* TASK STATEMENT
The lines running from the one that contains "Mark the innermost point of each instance of the tomato" to the end of the records below are what to reproduce, exactly and without pictures.

* Records from a data source
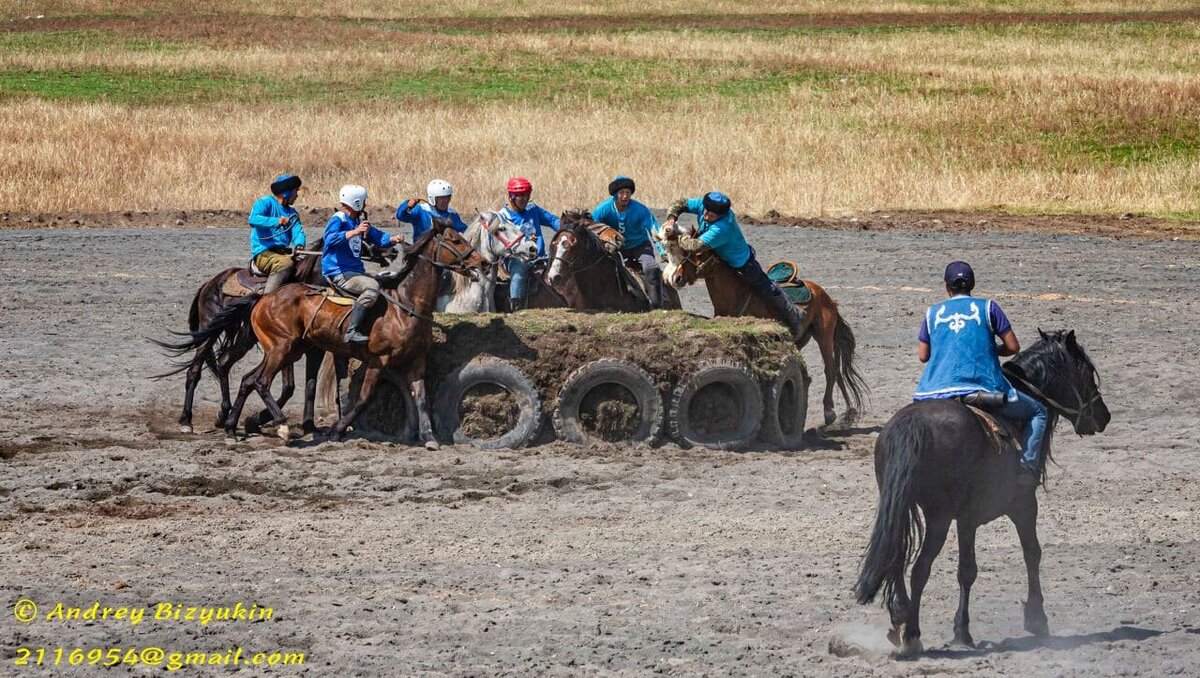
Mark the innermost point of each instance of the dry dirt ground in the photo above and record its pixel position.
(565, 559)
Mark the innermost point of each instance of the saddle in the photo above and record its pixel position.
(1003, 433)
(787, 276)
(244, 283)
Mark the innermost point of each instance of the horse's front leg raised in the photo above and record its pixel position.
(1025, 519)
(371, 375)
(415, 376)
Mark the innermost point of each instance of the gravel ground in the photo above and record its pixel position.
(568, 559)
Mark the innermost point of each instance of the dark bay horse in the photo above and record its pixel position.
(732, 298)
(587, 269)
(221, 352)
(939, 456)
(295, 322)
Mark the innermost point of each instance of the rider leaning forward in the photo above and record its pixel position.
(531, 220)
(421, 214)
(274, 231)
(957, 343)
(635, 223)
(718, 229)
(342, 256)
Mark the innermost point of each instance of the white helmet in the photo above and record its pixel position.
(439, 189)
(353, 196)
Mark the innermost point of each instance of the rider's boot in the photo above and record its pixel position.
(276, 281)
(358, 313)
(791, 315)
(653, 282)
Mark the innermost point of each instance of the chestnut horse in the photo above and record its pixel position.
(222, 351)
(587, 269)
(732, 298)
(297, 321)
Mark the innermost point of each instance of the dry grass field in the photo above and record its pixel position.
(809, 108)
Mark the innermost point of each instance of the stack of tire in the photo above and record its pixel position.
(717, 405)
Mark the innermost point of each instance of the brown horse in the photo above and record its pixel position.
(221, 352)
(297, 321)
(587, 269)
(731, 297)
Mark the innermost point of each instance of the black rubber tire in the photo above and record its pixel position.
(375, 420)
(495, 371)
(600, 372)
(786, 406)
(745, 393)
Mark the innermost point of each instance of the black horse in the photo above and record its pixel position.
(937, 455)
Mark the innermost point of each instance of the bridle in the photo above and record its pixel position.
(459, 265)
(1073, 413)
(569, 262)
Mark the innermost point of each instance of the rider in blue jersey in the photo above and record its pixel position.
(275, 229)
(531, 220)
(957, 342)
(718, 229)
(635, 223)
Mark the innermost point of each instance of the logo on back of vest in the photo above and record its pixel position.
(958, 321)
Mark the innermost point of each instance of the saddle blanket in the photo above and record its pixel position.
(243, 283)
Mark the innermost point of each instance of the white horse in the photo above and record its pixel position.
(496, 239)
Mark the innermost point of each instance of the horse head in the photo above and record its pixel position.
(681, 268)
(579, 244)
(1059, 371)
(498, 238)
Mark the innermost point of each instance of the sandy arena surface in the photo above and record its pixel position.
(567, 559)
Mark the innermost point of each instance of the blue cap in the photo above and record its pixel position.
(718, 203)
(285, 184)
(959, 271)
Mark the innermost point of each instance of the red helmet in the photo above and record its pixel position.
(519, 186)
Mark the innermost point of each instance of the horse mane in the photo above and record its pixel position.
(412, 252)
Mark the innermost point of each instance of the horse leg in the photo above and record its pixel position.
(825, 342)
(195, 371)
(935, 538)
(1025, 519)
(370, 378)
(312, 360)
(898, 605)
(967, 571)
(222, 366)
(289, 387)
(415, 375)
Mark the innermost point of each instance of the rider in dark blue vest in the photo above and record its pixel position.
(958, 345)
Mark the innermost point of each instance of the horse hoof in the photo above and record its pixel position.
(911, 647)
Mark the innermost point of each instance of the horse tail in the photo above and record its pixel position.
(898, 522)
(228, 322)
(849, 377)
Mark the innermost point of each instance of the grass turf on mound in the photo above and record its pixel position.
(550, 345)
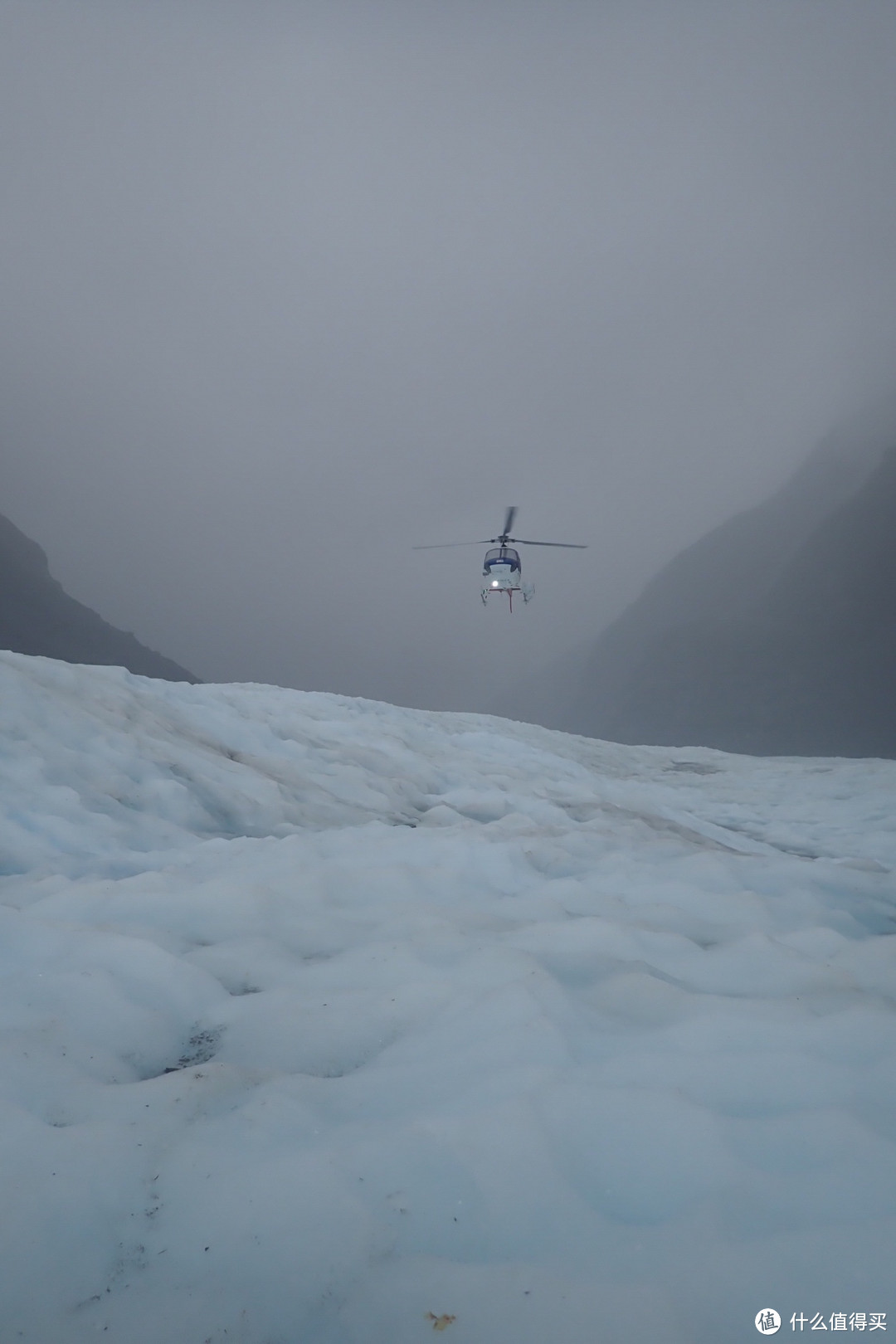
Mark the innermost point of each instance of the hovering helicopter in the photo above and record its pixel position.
(503, 567)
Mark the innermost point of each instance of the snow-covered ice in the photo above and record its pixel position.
(325, 1022)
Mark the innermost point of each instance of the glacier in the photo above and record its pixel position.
(328, 1022)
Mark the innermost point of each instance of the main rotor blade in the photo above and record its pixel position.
(567, 546)
(442, 546)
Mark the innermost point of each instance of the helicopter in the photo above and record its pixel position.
(503, 567)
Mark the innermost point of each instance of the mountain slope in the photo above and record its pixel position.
(38, 617)
(331, 1022)
(772, 635)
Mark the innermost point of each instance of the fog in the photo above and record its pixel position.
(292, 288)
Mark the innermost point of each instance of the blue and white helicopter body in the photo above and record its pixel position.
(503, 567)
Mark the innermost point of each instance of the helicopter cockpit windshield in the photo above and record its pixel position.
(501, 558)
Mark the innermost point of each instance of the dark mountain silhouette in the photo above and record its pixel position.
(37, 616)
(774, 635)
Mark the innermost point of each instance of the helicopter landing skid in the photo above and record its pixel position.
(525, 589)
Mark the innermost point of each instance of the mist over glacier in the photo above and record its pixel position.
(325, 1020)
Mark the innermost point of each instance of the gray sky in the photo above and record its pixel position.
(290, 286)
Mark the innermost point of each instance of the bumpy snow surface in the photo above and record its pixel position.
(332, 1023)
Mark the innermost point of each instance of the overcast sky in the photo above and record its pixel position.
(292, 286)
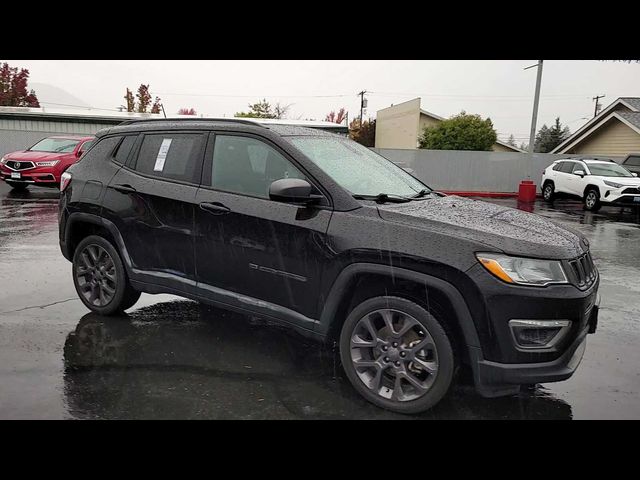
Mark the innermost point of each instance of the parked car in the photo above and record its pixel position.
(632, 163)
(595, 182)
(317, 232)
(43, 163)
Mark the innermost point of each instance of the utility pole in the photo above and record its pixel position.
(534, 117)
(361, 105)
(597, 108)
(527, 189)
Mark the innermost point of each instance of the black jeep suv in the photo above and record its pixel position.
(322, 234)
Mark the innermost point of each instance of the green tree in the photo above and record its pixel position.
(460, 132)
(263, 109)
(13, 88)
(365, 134)
(549, 138)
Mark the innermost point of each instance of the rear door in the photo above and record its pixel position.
(151, 201)
(632, 163)
(249, 244)
(563, 177)
(577, 182)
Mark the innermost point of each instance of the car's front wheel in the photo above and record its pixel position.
(592, 200)
(100, 278)
(548, 192)
(396, 354)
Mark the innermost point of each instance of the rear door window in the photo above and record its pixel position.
(176, 156)
(567, 167)
(633, 161)
(578, 166)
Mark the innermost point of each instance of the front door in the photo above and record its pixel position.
(248, 244)
(151, 201)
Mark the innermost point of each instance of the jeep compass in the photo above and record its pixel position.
(321, 234)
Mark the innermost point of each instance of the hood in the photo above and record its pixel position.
(626, 181)
(35, 156)
(490, 226)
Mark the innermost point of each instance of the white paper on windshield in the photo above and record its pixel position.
(162, 155)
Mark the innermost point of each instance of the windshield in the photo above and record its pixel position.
(357, 168)
(55, 145)
(608, 170)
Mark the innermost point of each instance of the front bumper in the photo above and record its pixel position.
(494, 379)
(621, 196)
(46, 176)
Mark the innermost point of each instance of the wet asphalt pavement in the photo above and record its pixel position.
(172, 358)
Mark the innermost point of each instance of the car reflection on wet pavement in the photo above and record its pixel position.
(172, 358)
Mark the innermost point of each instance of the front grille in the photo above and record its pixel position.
(583, 271)
(15, 165)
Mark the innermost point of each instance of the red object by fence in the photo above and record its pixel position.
(527, 191)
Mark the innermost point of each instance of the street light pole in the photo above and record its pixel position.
(534, 117)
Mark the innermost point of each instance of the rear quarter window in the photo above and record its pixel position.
(632, 161)
(172, 155)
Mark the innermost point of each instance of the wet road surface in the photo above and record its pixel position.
(172, 358)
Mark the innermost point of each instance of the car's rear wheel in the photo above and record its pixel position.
(396, 354)
(19, 187)
(100, 278)
(592, 200)
(548, 192)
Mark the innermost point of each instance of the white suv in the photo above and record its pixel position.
(595, 182)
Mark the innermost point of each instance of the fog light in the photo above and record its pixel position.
(538, 334)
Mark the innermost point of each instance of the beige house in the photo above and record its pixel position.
(613, 132)
(400, 126)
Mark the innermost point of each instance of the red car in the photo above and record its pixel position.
(44, 163)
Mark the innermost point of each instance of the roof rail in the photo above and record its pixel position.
(230, 120)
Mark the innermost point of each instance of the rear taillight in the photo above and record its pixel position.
(65, 180)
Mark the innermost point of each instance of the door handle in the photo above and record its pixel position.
(214, 207)
(124, 188)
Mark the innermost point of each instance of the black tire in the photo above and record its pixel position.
(123, 296)
(548, 192)
(18, 187)
(591, 200)
(426, 324)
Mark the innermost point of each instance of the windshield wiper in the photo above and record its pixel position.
(383, 198)
(423, 193)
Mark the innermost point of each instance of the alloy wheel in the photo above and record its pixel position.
(96, 275)
(394, 355)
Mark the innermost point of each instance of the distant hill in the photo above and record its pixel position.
(50, 96)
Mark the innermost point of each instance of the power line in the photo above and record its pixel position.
(246, 96)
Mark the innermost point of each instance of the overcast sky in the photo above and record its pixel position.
(499, 89)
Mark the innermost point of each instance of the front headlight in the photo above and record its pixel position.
(613, 184)
(49, 163)
(523, 271)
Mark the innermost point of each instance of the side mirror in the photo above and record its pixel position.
(292, 190)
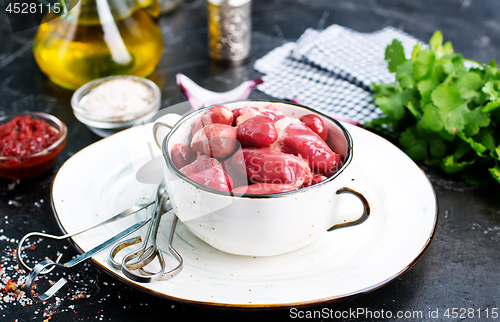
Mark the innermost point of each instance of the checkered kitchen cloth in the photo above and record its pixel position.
(332, 70)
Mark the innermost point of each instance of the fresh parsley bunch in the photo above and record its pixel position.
(447, 115)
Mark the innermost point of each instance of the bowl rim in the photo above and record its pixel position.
(61, 127)
(182, 176)
(107, 122)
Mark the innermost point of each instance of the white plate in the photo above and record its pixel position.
(101, 180)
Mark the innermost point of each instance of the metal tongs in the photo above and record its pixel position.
(145, 257)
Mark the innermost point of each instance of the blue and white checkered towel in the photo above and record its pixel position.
(332, 70)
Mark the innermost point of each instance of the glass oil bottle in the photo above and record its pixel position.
(99, 38)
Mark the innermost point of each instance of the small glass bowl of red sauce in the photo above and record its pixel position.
(29, 144)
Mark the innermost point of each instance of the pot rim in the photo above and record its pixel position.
(179, 174)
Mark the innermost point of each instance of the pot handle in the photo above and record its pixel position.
(364, 215)
(163, 125)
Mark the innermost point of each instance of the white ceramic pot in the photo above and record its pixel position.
(263, 225)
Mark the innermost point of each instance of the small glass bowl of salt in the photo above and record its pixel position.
(111, 104)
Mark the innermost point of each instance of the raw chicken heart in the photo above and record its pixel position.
(208, 172)
(298, 139)
(265, 165)
(258, 132)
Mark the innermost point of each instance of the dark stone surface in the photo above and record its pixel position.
(459, 269)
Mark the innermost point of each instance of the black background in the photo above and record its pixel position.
(459, 269)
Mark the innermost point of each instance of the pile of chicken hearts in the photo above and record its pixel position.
(256, 150)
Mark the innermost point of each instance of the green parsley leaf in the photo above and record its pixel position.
(468, 85)
(450, 164)
(393, 106)
(446, 114)
(416, 146)
(452, 108)
(495, 172)
(475, 120)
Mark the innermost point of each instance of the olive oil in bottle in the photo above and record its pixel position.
(98, 38)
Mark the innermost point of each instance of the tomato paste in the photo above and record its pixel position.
(24, 135)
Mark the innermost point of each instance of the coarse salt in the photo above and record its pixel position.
(118, 98)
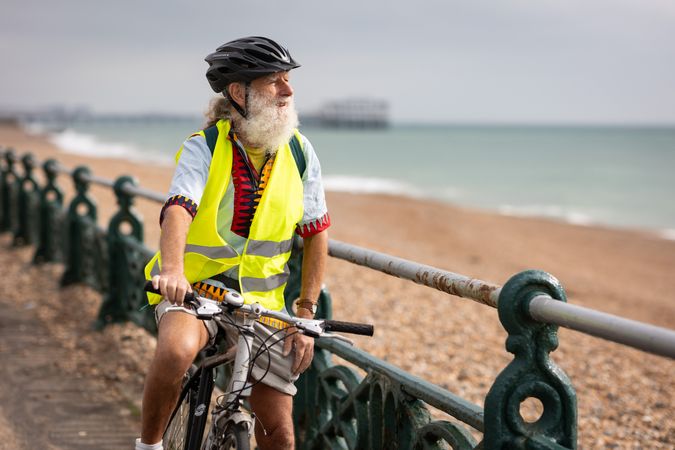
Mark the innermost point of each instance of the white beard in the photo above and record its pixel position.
(268, 126)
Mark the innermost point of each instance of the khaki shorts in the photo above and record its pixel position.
(274, 370)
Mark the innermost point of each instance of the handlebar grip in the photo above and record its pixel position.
(349, 327)
(189, 296)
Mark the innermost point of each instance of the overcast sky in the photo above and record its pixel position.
(538, 61)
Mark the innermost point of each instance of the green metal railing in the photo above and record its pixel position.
(335, 406)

* RESULT BELOW
Mark the innermost point of each instance of the tomato paste in the photo above and record its pixel position.
(24, 135)
Mark the innermost point of each instance of the coarse salt in the photo above and record its pixel position.
(118, 98)
Mark the innermost point of each instance of the white beard in the photo above and record its pixel position.
(268, 126)
Mark the innermost point of each instance of the khaki shorts in the photo above and record its pixel position.
(274, 370)
Mark the innermost point of each instance of the handlebar grip in the photo above and record its pixel position.
(349, 327)
(189, 296)
Mark the innermost point of each instance of the overcast sky in the photo above and record its pixel position.
(538, 61)
Mark the innermost point of each instance of the green metal railing in the photo above and record its pixel position.
(335, 406)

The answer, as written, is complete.